[Entries from a dataset]
§ §
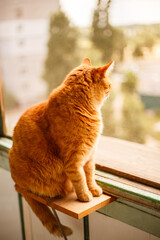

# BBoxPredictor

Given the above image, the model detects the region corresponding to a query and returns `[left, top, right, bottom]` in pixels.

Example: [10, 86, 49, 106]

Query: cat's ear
[81, 58, 91, 66]
[98, 61, 114, 76]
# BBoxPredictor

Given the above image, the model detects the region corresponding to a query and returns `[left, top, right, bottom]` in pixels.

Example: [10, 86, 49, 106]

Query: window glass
[0, 0, 160, 148]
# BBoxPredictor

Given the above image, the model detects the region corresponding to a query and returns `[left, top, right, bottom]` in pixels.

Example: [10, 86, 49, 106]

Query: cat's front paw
[77, 191, 93, 202]
[90, 185, 103, 197]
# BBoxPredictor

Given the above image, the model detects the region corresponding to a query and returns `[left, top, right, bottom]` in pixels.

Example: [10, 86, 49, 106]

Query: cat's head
[65, 58, 114, 109]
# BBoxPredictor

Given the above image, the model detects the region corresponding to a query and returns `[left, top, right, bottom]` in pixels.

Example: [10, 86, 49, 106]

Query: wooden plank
[20, 192, 116, 219]
[96, 136, 160, 189]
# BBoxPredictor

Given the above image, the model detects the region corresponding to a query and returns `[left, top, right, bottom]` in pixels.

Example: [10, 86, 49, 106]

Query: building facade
[0, 0, 59, 104]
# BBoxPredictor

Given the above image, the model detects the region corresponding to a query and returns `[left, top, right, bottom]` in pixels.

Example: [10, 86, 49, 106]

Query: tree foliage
[91, 0, 126, 62]
[121, 72, 146, 143]
[43, 11, 79, 92]
[102, 93, 116, 137]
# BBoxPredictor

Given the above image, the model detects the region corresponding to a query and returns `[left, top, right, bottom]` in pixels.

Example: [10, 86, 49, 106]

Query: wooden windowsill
§ §
# Requirement:
Arrange every line of the rows above as a Markdown table with two columns, No. and Line, numbering the lines in order. Skip blank lines and leave out the pictures.

# The solution:
| No. | Line |
|---|---|
| 1 | # BBoxPredictor |
| 2 | Given the above image, the model detects the region corresponding to a query and returns `[left, top, right, bottom]` in pixels. |
| 3 | Example: [10, 86, 49, 106] |
| 4 | Query: cat's ear |
| 5 | [81, 58, 91, 66] |
| 6 | [98, 61, 114, 76] |
| 7 | # BBoxPredictor |
| 8 | Given the above image, the model detects the region corresponding to a query and returns `[left, top, right, bottom]` in pixels. |
| 9 | Example: [10, 86, 49, 106] |
| 10 | Query: window glass |
| 11 | [0, 0, 160, 148] |
| 12 | # BBoxPredictor |
| 13 | Given the above image, the model detects the region corresponding to a query and returns `[left, top, right, bottom]` in pixels. |
| 14 | Example: [10, 86, 49, 106] |
| 15 | Query: cat's front paw |
| 16 | [77, 191, 93, 202] |
| 17 | [90, 185, 103, 197] |
| 18 | # BBoxPredictor |
| 19 | Given the above image, the model detects the region corresponding to a query and returns `[left, top, right, bottom]` in pixels. |
| 20 | Example: [10, 86, 49, 106] |
| 21 | Query: cat's head |
| 22 | [65, 58, 114, 109] |
| 23 | # BBoxPredictor |
| 24 | Given the above image, the model detects the region corresponding to a query and returns `[left, top, right, bottom]` in pixels. |
| 25 | Example: [10, 86, 49, 106] |
| 26 | Query: wooden plank |
| 27 | [20, 192, 116, 219] |
| 28 | [96, 136, 160, 189] |
| 29 | # BBoxPredictor |
| 30 | Given the above image, the model detects the region corresponding to a query and returns `[left, top, right, bottom]` in pixels. |
| 31 | Example: [10, 86, 49, 106] |
| 32 | Query: building facade |
| 33 | [0, 0, 59, 104] |
| 34 | # BBoxPredictor |
| 35 | Given the above image, the model detects the region corresponding to a query and returns `[left, top, right, bottom]` in pixels. |
| 36 | Example: [10, 86, 49, 106] |
| 37 | Query: tree foliage |
| 38 | [91, 0, 126, 62] |
| 39 | [121, 72, 146, 143] |
| 40 | [43, 11, 79, 92] |
| 41 | [102, 93, 116, 137] |
| 42 | # BBoxPredictor |
| 43 | Given the above image, the model detects the region corresponding to a query and returns `[left, top, right, bottom]` in pixels. |
| 44 | Example: [10, 86, 49, 106] |
| 45 | Query: wooden windowsill |